* LISTED RECORDS:

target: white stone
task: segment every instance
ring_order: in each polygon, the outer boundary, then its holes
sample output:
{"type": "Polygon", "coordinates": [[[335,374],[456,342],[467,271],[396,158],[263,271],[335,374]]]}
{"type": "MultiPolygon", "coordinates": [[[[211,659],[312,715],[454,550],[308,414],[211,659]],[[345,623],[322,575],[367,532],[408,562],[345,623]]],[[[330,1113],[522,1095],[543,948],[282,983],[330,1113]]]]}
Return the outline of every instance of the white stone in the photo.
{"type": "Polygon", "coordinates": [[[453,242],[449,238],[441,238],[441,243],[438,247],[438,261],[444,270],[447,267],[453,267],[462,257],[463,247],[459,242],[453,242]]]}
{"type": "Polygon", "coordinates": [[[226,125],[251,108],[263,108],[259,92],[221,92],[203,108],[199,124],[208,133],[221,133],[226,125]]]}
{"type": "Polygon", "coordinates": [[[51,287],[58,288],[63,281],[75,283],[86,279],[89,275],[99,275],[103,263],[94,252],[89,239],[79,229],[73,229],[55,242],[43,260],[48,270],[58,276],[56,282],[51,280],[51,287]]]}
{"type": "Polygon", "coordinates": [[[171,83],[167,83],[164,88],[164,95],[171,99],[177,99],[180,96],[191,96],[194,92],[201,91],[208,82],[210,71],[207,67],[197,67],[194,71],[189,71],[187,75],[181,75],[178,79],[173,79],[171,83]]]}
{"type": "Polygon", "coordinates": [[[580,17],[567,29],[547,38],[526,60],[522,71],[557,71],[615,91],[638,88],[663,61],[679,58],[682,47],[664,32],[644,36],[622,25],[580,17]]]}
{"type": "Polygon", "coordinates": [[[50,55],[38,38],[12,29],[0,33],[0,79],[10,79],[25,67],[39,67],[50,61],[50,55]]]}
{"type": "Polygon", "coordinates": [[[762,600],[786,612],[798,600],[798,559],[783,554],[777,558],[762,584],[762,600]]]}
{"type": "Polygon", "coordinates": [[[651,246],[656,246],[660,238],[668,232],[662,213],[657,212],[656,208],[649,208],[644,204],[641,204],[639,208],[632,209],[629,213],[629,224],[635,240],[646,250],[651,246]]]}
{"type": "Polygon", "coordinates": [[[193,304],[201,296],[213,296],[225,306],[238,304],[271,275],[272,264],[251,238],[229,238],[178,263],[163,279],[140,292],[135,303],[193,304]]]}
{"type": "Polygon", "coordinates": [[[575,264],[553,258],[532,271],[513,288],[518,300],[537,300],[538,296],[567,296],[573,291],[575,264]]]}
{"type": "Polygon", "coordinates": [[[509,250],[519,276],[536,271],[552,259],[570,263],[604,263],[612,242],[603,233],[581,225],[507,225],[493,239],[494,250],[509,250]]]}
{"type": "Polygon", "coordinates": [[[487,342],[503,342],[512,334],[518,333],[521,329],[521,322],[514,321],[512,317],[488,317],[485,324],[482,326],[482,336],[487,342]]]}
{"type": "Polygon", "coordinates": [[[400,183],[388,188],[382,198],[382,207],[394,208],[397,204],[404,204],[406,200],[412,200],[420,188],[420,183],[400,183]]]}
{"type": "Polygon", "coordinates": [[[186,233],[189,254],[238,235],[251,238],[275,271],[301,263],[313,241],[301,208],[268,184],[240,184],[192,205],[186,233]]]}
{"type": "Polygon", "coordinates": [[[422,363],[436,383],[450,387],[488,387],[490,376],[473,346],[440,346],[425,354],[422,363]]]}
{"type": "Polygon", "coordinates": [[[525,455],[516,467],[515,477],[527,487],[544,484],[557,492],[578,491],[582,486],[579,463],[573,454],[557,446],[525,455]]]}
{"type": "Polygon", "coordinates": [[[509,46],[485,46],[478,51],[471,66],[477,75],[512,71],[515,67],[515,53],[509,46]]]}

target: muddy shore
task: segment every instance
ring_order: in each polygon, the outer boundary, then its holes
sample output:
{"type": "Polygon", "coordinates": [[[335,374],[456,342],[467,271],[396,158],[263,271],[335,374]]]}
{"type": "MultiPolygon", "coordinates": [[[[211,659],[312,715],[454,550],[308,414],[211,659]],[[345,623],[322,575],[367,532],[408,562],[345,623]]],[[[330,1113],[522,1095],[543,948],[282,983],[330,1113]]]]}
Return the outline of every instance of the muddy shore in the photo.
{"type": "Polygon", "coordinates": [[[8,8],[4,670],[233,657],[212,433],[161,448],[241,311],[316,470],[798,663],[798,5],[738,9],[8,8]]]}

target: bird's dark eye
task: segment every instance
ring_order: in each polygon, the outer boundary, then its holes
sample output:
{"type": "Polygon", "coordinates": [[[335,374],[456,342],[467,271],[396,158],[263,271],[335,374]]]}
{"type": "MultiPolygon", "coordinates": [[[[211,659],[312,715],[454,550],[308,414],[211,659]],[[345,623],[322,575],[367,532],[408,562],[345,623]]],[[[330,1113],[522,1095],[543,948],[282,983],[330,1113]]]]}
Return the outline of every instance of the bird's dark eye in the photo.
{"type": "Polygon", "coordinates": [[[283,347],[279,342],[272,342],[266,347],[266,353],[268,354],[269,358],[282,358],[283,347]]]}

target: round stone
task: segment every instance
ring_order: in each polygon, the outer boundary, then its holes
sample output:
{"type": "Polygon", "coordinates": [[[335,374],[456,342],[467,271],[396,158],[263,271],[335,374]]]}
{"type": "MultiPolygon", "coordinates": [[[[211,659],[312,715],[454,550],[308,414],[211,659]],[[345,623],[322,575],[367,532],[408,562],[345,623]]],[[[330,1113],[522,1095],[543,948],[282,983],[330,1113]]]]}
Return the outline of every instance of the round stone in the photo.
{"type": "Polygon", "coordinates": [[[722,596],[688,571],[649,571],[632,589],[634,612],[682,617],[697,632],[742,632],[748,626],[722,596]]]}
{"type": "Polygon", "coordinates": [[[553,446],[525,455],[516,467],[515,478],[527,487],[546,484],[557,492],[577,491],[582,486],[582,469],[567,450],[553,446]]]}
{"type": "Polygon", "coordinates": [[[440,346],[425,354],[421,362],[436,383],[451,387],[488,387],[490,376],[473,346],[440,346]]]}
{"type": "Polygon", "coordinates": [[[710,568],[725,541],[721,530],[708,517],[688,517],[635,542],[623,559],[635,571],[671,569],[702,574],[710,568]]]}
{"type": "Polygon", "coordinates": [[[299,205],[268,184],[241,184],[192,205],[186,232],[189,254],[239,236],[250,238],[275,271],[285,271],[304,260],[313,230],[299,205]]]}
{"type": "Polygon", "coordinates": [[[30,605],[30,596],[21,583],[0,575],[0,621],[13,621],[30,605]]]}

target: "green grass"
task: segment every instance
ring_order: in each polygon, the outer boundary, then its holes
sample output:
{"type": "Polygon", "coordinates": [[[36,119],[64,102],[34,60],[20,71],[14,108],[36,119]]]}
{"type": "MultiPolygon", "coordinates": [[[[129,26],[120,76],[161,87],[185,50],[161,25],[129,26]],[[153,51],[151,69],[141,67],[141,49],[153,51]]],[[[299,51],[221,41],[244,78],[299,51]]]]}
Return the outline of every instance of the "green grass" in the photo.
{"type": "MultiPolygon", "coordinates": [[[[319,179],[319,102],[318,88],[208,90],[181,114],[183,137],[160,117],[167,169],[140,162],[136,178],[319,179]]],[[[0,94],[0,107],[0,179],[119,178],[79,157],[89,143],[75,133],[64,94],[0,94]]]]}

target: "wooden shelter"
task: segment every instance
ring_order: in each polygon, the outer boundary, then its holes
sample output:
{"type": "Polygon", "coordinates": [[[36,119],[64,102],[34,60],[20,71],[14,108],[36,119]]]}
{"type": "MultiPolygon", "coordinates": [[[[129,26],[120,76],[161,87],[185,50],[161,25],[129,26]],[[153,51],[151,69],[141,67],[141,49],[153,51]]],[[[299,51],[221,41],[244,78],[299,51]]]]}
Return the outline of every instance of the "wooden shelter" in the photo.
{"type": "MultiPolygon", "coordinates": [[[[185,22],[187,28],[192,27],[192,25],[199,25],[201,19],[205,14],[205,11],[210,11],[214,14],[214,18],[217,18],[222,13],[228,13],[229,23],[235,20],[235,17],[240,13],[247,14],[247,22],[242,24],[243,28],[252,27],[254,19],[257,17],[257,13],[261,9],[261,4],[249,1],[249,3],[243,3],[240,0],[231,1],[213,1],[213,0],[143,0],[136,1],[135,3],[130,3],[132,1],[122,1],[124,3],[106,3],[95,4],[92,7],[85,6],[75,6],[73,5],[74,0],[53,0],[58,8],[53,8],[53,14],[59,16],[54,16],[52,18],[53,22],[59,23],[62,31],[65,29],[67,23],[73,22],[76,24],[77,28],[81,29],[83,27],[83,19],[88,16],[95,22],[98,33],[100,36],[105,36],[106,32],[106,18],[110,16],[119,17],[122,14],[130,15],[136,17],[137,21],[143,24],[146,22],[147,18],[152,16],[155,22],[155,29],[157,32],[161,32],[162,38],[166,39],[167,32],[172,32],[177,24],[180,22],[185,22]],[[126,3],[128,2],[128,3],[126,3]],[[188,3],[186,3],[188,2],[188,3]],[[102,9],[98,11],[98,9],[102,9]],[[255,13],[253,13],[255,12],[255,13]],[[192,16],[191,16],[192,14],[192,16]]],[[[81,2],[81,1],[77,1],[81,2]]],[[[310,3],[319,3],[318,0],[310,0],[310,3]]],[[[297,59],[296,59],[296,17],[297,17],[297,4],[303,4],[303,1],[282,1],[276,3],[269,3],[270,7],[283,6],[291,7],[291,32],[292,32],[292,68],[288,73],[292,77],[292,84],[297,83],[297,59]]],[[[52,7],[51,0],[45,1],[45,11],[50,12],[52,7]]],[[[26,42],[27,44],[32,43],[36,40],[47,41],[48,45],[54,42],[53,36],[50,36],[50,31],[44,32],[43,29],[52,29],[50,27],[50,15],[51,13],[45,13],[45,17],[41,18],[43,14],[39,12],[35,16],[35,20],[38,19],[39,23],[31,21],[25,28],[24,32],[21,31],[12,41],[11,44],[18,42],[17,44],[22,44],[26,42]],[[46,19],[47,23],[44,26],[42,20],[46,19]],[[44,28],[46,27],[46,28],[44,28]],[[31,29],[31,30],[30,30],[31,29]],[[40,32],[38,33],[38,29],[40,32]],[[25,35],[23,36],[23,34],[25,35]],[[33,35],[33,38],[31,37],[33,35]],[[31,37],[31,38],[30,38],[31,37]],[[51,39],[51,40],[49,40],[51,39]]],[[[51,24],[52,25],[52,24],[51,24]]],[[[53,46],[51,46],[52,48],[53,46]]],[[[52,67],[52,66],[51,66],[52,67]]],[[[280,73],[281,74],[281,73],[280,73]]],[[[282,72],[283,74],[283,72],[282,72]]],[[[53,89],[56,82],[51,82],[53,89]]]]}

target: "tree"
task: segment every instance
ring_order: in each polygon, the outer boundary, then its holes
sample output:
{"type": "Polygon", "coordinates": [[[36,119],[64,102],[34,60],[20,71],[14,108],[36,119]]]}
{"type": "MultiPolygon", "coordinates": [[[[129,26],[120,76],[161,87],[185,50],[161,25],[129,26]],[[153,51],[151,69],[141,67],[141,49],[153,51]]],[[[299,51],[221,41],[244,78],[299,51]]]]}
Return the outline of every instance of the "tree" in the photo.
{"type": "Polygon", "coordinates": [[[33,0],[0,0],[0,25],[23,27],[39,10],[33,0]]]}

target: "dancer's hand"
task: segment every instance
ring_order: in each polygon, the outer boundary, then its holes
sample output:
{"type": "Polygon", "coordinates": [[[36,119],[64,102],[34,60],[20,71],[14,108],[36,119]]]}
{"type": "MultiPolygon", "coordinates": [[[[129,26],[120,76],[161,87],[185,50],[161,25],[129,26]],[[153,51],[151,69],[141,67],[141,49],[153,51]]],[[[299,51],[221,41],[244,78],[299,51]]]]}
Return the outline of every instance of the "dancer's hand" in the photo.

* DESCRIPTION OF THE TASK:
Pull every line with the string "hand" from the data above.

* SOLUTION FOR THIS EXERCISE:
target: "dancer's hand"
Return the outline of every instance of the "dancer's hand" in the photo.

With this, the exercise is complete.